▶ **Try it**:
Once the line containing "Indicate one point per instance of the overcast" is located, give it again exactly, together with each line that follows it to the end of the entries, and add nothing else.

(Natural language region descriptions)
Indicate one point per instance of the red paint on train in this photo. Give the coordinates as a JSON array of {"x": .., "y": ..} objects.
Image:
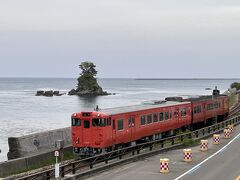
[{"x": 111, "y": 127}]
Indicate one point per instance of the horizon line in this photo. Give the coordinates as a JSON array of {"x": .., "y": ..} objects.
[{"x": 166, "y": 78}]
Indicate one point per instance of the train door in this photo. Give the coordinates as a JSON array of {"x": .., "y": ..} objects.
[
  {"x": 86, "y": 132},
  {"x": 114, "y": 131},
  {"x": 131, "y": 128}
]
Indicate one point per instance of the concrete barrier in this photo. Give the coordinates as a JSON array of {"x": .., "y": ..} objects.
[
  {"x": 37, "y": 143},
  {"x": 187, "y": 155},
  {"x": 27, "y": 163},
  {"x": 231, "y": 127},
  {"x": 164, "y": 166}
]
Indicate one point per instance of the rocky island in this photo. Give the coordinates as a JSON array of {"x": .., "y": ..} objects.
[{"x": 87, "y": 82}]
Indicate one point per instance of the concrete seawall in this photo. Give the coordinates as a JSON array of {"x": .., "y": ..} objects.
[
  {"x": 39, "y": 143},
  {"x": 26, "y": 163}
]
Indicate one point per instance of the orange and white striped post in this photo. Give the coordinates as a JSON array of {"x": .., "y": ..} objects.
[
  {"x": 164, "y": 166},
  {"x": 231, "y": 127},
  {"x": 216, "y": 139},
  {"x": 204, "y": 145},
  {"x": 187, "y": 155},
  {"x": 227, "y": 133}
]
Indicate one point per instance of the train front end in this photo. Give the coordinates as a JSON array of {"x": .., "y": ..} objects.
[{"x": 89, "y": 132}]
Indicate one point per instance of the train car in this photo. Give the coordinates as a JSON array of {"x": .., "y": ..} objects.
[
  {"x": 94, "y": 132},
  {"x": 113, "y": 128},
  {"x": 207, "y": 110}
]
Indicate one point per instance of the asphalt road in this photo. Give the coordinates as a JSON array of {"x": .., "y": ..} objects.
[
  {"x": 225, "y": 165},
  {"x": 210, "y": 165}
]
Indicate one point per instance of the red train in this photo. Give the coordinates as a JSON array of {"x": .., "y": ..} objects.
[{"x": 94, "y": 132}]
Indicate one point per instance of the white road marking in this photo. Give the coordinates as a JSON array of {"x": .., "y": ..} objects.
[{"x": 198, "y": 166}]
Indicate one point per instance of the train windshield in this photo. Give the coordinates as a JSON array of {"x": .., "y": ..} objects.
[
  {"x": 99, "y": 122},
  {"x": 76, "y": 122}
]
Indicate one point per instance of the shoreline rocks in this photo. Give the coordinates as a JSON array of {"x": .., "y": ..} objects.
[
  {"x": 49, "y": 93},
  {"x": 89, "y": 93}
]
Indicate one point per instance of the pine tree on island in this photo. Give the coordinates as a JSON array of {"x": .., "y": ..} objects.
[{"x": 87, "y": 81}]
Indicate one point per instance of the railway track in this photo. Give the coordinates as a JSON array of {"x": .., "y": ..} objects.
[
  {"x": 91, "y": 165},
  {"x": 233, "y": 111}
]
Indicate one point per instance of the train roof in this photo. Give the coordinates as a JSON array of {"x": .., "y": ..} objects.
[
  {"x": 144, "y": 106},
  {"x": 201, "y": 98}
]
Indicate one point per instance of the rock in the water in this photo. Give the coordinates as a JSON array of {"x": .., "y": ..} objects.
[
  {"x": 39, "y": 93},
  {"x": 48, "y": 93},
  {"x": 72, "y": 92},
  {"x": 56, "y": 93}
]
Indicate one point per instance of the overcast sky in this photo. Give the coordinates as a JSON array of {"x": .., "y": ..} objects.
[{"x": 124, "y": 38}]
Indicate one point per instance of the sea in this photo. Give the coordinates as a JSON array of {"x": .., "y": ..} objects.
[{"x": 23, "y": 113}]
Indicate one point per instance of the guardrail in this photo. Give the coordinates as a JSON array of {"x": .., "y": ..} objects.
[{"x": 86, "y": 165}]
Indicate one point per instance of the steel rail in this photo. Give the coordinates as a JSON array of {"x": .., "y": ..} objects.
[{"x": 86, "y": 165}]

▶ **Response for this exercise**:
Indicate one point per instance of the overcast sky in this photo. Give the coordinates as a JSON array of {"x": .., "y": ..} objects.
[{"x": 124, "y": 38}]
Indicate one point per instance of the sea in this photo. Give the coordinates as a JSON array of {"x": .., "y": ..} objects.
[{"x": 23, "y": 113}]
Indicate one point per instance of the guardrail in this photo. Give the coordinates as a JSON array of {"x": .., "y": ..} objects.
[{"x": 86, "y": 165}]
Indicate one point per instance of the steel rail in this photo. Give the coordinates as a JSON array of {"x": .., "y": ..} objects.
[{"x": 86, "y": 165}]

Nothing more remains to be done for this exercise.